-------- DATA TO PROCESS

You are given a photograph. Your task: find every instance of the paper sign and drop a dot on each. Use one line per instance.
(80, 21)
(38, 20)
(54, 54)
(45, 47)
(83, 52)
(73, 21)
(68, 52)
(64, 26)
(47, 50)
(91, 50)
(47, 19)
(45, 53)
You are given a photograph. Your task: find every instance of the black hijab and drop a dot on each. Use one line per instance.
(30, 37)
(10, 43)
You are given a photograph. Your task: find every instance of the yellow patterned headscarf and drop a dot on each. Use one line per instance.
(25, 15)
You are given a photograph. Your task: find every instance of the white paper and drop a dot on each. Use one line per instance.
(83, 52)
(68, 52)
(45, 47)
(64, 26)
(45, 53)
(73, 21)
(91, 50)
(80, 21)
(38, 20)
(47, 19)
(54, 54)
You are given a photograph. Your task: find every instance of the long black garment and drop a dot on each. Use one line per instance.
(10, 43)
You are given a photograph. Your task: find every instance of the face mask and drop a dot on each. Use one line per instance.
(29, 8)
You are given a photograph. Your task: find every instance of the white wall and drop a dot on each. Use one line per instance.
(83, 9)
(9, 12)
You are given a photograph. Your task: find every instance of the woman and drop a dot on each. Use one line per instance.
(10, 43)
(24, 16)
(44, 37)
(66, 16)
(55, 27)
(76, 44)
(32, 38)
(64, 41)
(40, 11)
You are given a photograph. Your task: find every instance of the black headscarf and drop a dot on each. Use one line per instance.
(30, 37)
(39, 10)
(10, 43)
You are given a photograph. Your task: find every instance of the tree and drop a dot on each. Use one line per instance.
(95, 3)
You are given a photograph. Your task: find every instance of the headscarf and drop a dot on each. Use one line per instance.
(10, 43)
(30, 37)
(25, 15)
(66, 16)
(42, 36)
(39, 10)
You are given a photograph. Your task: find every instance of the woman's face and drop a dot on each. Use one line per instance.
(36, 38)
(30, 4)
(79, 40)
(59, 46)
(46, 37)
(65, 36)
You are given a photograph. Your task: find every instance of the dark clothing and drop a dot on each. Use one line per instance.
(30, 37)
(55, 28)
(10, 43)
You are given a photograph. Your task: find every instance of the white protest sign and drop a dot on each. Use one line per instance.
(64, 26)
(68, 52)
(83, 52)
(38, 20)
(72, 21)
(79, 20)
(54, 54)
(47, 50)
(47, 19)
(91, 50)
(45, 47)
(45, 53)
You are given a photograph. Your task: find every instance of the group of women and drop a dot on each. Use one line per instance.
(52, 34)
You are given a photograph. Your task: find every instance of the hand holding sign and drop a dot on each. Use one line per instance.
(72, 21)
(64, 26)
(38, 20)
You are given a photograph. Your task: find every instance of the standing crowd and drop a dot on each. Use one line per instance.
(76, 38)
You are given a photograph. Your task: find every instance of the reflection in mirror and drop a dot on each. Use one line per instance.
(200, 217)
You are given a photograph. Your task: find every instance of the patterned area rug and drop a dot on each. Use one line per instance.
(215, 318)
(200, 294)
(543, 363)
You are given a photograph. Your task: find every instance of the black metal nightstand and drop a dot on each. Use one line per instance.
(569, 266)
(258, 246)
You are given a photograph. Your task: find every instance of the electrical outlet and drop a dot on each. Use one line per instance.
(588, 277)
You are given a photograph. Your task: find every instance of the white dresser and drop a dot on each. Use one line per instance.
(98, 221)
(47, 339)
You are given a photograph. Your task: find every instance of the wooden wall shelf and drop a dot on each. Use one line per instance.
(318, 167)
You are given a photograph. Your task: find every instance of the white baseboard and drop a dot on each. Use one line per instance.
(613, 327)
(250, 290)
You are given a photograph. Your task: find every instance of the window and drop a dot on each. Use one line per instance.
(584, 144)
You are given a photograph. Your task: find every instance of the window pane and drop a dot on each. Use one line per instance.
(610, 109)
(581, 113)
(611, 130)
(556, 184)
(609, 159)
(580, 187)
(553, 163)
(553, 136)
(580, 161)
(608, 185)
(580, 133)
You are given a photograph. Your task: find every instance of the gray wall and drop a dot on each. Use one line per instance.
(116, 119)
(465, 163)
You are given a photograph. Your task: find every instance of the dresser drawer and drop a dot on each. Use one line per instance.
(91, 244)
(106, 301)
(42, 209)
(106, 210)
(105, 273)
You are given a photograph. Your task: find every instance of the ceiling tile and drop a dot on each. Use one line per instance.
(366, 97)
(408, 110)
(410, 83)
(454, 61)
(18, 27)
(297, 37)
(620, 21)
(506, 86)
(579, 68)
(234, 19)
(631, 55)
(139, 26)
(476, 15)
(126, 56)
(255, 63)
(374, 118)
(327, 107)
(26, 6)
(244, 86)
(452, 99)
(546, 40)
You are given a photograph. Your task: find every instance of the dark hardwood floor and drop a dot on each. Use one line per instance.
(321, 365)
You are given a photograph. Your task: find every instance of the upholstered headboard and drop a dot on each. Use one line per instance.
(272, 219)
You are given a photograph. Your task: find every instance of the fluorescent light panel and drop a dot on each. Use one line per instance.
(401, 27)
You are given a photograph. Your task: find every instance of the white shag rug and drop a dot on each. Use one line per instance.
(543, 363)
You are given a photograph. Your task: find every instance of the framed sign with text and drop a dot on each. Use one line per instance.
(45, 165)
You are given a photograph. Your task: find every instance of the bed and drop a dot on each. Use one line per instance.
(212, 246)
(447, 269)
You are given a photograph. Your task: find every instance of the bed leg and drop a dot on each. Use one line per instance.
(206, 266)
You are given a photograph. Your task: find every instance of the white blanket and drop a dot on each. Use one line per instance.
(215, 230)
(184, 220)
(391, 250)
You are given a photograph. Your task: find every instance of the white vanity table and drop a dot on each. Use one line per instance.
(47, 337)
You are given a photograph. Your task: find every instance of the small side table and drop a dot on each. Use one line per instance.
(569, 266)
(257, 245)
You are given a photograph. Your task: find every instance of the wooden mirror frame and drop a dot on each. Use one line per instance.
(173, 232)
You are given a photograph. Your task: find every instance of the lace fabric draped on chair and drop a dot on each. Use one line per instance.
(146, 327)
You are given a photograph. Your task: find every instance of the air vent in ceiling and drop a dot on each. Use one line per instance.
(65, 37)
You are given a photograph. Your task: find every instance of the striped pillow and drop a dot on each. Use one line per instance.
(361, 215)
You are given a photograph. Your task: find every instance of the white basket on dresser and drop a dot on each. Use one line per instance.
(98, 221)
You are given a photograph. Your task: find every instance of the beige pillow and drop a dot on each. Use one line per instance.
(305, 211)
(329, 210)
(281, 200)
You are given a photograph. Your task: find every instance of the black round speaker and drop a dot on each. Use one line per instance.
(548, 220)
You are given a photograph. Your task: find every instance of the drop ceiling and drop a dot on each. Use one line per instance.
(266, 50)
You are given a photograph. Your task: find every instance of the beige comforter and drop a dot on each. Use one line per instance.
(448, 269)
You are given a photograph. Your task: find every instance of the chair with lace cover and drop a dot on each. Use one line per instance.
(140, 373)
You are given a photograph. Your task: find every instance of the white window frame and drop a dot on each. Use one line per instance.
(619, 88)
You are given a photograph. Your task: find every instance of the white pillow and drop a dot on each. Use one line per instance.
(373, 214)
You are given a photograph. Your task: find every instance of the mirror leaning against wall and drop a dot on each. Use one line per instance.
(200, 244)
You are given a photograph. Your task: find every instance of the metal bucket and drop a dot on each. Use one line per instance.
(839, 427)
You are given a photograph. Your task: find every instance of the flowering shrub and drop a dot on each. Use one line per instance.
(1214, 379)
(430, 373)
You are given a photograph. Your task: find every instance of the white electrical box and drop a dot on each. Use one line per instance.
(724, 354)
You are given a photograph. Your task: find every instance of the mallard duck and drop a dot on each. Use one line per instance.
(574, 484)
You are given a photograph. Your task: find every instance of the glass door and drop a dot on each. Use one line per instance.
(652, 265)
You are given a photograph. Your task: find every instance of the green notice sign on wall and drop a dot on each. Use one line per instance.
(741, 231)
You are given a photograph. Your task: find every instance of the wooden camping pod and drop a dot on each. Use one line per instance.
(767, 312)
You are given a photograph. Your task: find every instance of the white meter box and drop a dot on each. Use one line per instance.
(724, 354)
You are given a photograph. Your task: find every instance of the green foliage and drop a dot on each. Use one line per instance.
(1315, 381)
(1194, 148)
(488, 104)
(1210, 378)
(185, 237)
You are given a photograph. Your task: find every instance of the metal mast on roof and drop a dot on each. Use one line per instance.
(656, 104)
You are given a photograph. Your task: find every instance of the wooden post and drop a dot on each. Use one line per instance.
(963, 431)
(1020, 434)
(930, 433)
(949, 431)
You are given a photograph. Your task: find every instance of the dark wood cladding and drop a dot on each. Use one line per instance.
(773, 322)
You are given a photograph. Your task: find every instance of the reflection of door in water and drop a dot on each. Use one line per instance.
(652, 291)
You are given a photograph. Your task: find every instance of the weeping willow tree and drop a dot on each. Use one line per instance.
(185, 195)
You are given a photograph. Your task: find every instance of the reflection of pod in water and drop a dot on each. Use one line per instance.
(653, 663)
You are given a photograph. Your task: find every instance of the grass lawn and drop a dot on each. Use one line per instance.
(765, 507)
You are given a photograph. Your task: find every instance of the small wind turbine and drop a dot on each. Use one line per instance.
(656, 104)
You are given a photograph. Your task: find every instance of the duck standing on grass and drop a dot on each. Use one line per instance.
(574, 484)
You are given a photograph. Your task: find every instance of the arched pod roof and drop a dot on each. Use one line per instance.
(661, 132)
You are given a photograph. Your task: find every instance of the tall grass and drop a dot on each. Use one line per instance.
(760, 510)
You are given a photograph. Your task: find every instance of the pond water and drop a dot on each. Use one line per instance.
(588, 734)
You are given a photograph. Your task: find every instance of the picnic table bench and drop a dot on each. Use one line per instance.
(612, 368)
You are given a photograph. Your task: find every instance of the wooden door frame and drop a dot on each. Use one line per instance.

----------------

Only the lines from the one containing "of the duck" to the end of the listing belong in the output, each reproduced exactly.

You are given a photograph. Your task: find every instance of the duck standing on grass and drop a dot on each. Use one line per instance.
(574, 484)
You are given a photograph. Your task: find every instance of the arched pod roof and drop a dot on each. Use one line per instance.
(661, 132)
You are given a photograph. Your task: find every instance of the tall grass and drop a dot on each. Use one line per instance.
(760, 510)
You are given a photograph. Your task: find every instance of the pond water and drop a dot on each. Use one line per instance.
(588, 734)
You are given a photograph. Your task: find every instance of the picnic table bench and drop a dot on each. Use one line per instance.
(612, 368)
You are given a photograph. Your task: find every instance of the wooden door frame and drop a dot on each. Use one line per instance.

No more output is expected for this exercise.